• [EXCERPT TO READ]

------------------------------------------------------------

AVS 64th International Symposium & Exhibition | |
Plasma Processing for Biomedical Applications Focus Topic | Tuesday Sessions |
Session PB+BI+PS-TuM |
Session: | Plasma Medicine |
Presenter: | Deborah O'Connell, University of York, UK |
Authors: | J. Packer, University of York, UK A.M. Hirst, University of York, UK F.M. Frame, University of York, UK D. O'Connell, University of York, UK N.J. Maitland, University of York, UK |
Correspondent: | Click to Email |
Low-temperature plasma (LTP) treatment of cancer cells have been explored for a variety of malignancies. These plasmas, operated at atmospheric pressure and close to room temperature, are efficient sources of reactive oxygen and nitrogen species (RONS), electric fields and photons, and can induce a variety of biological responses. There is an increasing clinical move towards focal therapy for more conservative management of prostate cancer, with reduced levels of common side effects such as incontinence and impotence compared with radical treatments, and promising outcomes. Low-temperature plasmas may offer such potential.
A dielectric barrier discharge jet, created within a glass tube surrounded by two electrodes (~ 6 kV applied sinusoidal voltage), with a helium plus 0.3% oxygen gas flow is used for these investigations. We have employed both purified tumour cells freshly extracted from prostate cancer patients, and matching, non-tumour cells from a distant region of the same prostate. Freshly isolated primary tumour cells acts as a near patient model, which has recently confirmed differences in pharmacological susceptibility as compared with 30 year old established cell lines.

------------------------------------------------------------

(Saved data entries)
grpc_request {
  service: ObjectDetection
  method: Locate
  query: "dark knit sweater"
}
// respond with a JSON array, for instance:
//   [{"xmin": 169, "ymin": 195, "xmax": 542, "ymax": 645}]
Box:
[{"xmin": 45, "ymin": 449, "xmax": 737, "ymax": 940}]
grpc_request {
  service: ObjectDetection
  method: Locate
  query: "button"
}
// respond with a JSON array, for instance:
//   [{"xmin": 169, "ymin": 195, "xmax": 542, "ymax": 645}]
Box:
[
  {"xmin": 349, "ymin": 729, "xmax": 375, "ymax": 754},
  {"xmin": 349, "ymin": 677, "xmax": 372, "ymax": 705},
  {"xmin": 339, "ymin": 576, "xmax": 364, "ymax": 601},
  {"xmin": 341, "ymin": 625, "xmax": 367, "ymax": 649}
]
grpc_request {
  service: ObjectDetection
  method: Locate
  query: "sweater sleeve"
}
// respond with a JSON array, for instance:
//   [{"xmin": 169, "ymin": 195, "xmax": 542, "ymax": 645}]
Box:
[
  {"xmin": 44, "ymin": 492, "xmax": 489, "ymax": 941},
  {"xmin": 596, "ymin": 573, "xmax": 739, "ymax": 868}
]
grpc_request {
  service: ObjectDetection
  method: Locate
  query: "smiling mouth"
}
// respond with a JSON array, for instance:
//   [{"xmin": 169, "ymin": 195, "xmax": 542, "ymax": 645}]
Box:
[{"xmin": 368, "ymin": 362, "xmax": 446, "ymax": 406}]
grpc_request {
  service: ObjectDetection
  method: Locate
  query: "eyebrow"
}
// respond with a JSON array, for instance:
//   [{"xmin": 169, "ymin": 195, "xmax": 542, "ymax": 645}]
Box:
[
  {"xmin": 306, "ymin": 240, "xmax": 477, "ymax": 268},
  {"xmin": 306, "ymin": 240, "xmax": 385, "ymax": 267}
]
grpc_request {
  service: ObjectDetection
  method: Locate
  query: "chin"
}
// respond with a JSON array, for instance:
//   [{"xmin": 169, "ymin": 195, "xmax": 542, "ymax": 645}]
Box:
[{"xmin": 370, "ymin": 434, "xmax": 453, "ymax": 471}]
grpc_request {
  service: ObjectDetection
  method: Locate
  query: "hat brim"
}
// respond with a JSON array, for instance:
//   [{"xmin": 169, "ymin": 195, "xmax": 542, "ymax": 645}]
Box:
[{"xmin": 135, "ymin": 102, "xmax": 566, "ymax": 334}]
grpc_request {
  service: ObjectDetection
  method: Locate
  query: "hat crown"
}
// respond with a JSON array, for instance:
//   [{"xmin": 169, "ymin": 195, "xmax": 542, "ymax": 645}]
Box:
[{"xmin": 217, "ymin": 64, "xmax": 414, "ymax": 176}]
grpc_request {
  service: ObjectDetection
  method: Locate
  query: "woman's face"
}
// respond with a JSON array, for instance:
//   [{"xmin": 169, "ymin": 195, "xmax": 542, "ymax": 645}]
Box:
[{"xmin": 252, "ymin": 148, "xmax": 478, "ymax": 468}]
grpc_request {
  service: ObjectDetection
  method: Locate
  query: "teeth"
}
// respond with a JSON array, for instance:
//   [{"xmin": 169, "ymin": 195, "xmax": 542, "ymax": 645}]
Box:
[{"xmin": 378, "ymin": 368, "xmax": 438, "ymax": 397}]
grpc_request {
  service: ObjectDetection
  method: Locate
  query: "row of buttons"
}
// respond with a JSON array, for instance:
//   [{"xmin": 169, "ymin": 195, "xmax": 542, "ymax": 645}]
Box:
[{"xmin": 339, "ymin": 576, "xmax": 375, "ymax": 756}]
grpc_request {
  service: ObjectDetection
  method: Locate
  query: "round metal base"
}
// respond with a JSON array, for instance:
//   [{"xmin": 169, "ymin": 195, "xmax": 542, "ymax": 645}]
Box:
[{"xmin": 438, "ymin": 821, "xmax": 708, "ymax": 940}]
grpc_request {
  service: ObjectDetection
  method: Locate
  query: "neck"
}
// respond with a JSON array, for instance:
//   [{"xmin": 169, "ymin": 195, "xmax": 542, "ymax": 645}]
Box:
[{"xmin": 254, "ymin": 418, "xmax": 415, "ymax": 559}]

------------------------------------------------------------

• [EXERCISE SET]
1. Output everything in the plasma medicine abstract from "A dielectric barrier" down to "established cell lines.", copied word for word.
2. List the authors named in the plasma medicine abstract.
3. Write the next part of the plasma medicine abstract, starting after its last sentence.

• [RESULTS FOR EACH TASK]
1.
A dielectric barrier discharge jet, created within a glass tube surrounded by two electrodes (~ 6 kV applied sinusoidal voltage), with a helium plus 0.3% oxygen gas flow is used for these investigations. We have employed both purified tumour cells freshly extracted from prostate cancer patients, and matching, non-tumour cells from a distant region of the same prostate. Freshly isolated primary tumour cells acts as a near patient model, which has recently confirmed differences in pharmacological susceptibility as compared with 30 year old established cell lines.

2. J. Packer, A.M. Hirst, F.M. Frame, D. O'Connell, N.J. Maitland

3.
Treatment of primary prostate epithelial cells with LTP resulted in sigificant cell death in both normal and cancer cells; and no significant selectivity observed, as commonly reported. In addition, most cells appeared to die via a necrotic mechanism, rather than apoptosis, maybe as a result of the mitochondrial toxicities of the LTP-activated reactive oxygen species (ROS). However, some autophagy was also detected, which has been shown to act as a salvage pathway for sub-lethally damaged cells.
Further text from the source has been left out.